## Work to be completed:
Please format the records below as a two-column CSV with the header columns "prompt" and "answer", one row per record. Wrap each field in double quotes and turn any line breaks inside a field into spaces.

## Materials provided:
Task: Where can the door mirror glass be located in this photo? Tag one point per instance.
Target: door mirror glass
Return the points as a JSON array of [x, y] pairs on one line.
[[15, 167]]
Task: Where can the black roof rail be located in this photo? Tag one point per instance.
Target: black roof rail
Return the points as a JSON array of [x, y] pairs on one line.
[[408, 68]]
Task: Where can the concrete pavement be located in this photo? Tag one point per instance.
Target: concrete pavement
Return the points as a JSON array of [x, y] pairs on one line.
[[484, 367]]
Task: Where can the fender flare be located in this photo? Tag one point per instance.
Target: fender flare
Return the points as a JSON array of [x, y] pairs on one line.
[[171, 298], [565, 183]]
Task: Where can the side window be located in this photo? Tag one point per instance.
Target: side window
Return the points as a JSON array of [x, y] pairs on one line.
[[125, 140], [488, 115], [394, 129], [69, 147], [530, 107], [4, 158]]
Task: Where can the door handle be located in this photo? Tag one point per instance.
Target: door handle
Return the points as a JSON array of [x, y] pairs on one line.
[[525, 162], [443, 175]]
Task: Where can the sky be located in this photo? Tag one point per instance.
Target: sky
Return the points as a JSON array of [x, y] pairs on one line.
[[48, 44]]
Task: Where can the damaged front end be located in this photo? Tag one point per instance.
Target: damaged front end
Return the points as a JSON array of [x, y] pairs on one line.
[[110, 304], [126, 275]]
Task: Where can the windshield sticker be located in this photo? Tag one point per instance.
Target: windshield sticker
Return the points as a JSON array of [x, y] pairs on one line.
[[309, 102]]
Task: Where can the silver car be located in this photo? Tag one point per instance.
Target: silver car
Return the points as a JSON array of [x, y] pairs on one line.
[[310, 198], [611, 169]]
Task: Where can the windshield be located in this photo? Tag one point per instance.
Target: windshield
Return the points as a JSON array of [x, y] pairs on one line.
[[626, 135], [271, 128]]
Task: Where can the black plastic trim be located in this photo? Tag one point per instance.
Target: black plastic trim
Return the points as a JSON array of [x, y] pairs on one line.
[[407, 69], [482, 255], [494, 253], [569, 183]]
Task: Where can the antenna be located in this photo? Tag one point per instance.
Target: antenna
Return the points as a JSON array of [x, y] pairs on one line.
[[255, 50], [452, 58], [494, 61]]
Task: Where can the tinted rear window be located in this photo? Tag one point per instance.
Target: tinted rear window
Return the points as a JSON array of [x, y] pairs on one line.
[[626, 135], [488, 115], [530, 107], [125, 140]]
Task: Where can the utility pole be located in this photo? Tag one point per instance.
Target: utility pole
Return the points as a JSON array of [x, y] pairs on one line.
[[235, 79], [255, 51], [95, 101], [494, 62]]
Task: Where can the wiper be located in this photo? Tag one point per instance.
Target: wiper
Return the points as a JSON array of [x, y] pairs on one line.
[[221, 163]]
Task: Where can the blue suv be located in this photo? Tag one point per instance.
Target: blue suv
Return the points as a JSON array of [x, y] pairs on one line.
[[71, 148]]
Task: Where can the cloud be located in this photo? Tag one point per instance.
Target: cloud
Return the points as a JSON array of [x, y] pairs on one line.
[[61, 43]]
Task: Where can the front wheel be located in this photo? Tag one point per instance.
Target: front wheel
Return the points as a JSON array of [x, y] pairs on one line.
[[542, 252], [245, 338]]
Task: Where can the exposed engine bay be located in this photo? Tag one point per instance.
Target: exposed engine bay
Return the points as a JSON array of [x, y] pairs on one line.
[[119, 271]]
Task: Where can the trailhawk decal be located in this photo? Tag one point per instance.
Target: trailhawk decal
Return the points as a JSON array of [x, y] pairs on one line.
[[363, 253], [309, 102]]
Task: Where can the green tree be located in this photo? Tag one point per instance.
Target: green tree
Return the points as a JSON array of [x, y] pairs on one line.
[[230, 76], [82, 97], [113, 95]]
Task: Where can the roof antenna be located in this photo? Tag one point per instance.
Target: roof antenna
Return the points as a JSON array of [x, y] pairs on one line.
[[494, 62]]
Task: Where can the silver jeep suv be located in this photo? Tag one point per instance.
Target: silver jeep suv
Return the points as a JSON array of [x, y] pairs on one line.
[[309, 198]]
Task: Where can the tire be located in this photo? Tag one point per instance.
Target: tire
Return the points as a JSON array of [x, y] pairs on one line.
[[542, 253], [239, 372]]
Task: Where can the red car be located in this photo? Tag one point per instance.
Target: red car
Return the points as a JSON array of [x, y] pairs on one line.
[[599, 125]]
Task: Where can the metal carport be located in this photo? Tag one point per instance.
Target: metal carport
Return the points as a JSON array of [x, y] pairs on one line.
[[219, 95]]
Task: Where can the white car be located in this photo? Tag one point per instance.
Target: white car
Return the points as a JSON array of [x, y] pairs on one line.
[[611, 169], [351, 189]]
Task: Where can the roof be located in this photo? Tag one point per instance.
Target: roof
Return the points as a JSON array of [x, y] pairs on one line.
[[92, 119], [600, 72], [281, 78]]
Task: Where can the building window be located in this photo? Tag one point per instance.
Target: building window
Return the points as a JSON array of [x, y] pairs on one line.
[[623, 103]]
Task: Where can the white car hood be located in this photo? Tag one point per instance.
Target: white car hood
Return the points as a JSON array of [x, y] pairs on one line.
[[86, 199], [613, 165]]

## Solution:
prompt,answer
"Task: Where can the door mirror glass be located in this photo? Tag one point per instance. Target: door mirror glass Return the points as a JSON array of [x, y] pairs on one line.","[[15, 167]]"
"Task: Where can the black roof rail be located in this photo? Tag one point per instance. Target: black roof rail Return the points as a JSON array of [x, y] pairs on one line.","[[408, 68]]"
"Task: Where can the concrete pavement be located in this photo? Tag one point per instance. Target: concrete pavement Return the points as a JSON array of [x, y] pairs on one line.","[[484, 367]]"
"Task: Where can the fender flare be located in this photo? Tag one point per instance. Target: fender flare Return the points as a JSON array of [x, y] pairs on one line.","[[171, 298], [565, 183]]"
"Task: Where can the side window be located in this photo? Tag one point per instance. Target: side window Return the points as a JSON array of [x, y] pairs on one line.","[[125, 140], [488, 115], [394, 129], [69, 147], [530, 107], [4, 158]]"
"Task: Where can the door handle be located in this photo? Tag one point per instance. Target: door handle Return the points as a JSON array of [x, y] pairs on one line.","[[525, 162], [443, 175]]"
"Task: Where can the sky be located in this photo? Tag one point per instance. Target: sky Return the points as a JSON array of [x, y] pairs on one line.","[[48, 44]]"
"Task: Where can the damaged front end be located in this photo? Tag one point per instance. Target: damaged front end Return the points as a JSON array of [x, y] pairs on one line.","[[110, 304], [126, 275]]"
"Task: Where can the windshield sticker be located in this photo? Tag one point per instance. Target: windshield sticker Return the points as a JSON array of [x, y] pairs on one line.","[[309, 102]]"
"Task: Where can the silver car be located in this photo? Tag one point per instance. Target: silver car Return the points as a JSON array of [x, y] pairs on one line.","[[310, 198], [611, 169]]"
"Task: Where can the windshield be located in this photo? Tag one point per instance. Target: windshield Return the points as a JSON array of [x, y] pairs on one line.","[[626, 135], [271, 128]]"
"Task: Where can the black plastic trim be located in this photo? Tag one point per instance. Target: black plastic trim Return the points as a JSON array of [x, y] pairs on one line.","[[407, 69], [482, 255], [494, 253], [569, 183]]"
"Task: Where can the antenna be located in this photo? Tag one point per instance. Target: antenna Return the points as a JSON array of [x, y] pairs on one line.","[[255, 50], [452, 58], [494, 61]]"
"Task: Where can the tinted rear window be located in this photo? Tag one point per instance. Target: tinted rear window Return the points as a JSON array of [x, y] pairs on one line.","[[626, 135], [488, 115], [530, 107], [125, 140]]"
"Task: Where can the utility pole be located in this photo? Tag one point per instance. Target: utility pole Return the points as a JSON array of [x, y] pairs on one line.","[[235, 79], [255, 51], [95, 101], [494, 62]]"
"Task: Where can the wiper be located in this photo? Tag one point per instance. Target: wiper Return the points as a JSON array of [x, y] pairs on one line.","[[221, 163]]"
"Task: Where can the blue suv be located in this photo? Tag one point per instance. Target: blue suv Return the points as a JSON array of [x, y] pairs on one line.","[[71, 148]]"
"Task: Where can the cloud be located in this photo? Tag one point per instance. Target: cloud Return the points as a JSON array of [x, y] pairs on one line.","[[61, 43]]"
"Task: Where can the front wheel be located in this photo? Tag one point per instance. Target: front wheel Return the points as a JSON array of [x, y] pairs on one line.","[[542, 252], [245, 338]]"
"Task: Where can the exposed engine bay be located in this photo? Tag one point per instance. Target: exposed engine bay Return the points as a JSON array of [x, y] pairs on one line.","[[119, 271]]"
"Task: Where can the trailhawk decal be located in this photo? Tag one point per instance. Target: trailhawk decal Return the points as a JSON array of [x, y] pairs on one line.","[[363, 253], [309, 102]]"
"Task: Where can the green tree be located in this photo? Tag one point per instance. Target: green tree Return the points as a JSON array of [x, y] pairs on one line.","[[230, 76], [82, 97], [113, 95]]"
"Task: Where can the roof antenna be located in this photo? Tag one point per instance. Target: roof antenna Return the points as a JSON array of [x, y] pairs on one line.","[[494, 62]]"
"Task: Where can the silver jeep suv be located in this photo? Tag one point per instance. Target: silver jeep suv Return the points as a JSON array of [x, y] pairs on one line.","[[309, 198]]"
"Task: Where can the tire be located in this photo? Tag one point per instance. Target: tire Return the points as a JSON array of [x, y] pairs on one line.","[[542, 253], [239, 372]]"
"Task: Where can the red car be located in this photo? Tag one point per instance. Target: red car Return the points as a JSON array of [x, y] pairs on one line.","[[599, 125]]"
"Task: Where can the metal carport be located in this photo? Tag one point per instance. Target: metal carport Return the points as a JSON array of [x, y] pairs on one line.","[[219, 95]]"
"Task: Where can the white car be located in this photo? Tag one point per instance. Target: white car Return the points as a JSON array of [x, y] pairs on one line.","[[611, 169], [351, 189]]"
"Task: Where can the roof be located in this photo? Tag one point per instance. Target: roof Return the points as a JSON array of [x, y] pairs on one line.","[[92, 119], [600, 72], [281, 78]]"
"Task: Where can the building window be located in this photo? Tag one point per instance. Target: building window Return the points as a JSON array of [x, y] pairs on one line.","[[623, 103]]"
"Task: Where can the white car hood be located in this photo? Tag one point per instance. Target: white car hood Return the points as a JSON array of [x, y] pairs on one line.","[[86, 199], [613, 165]]"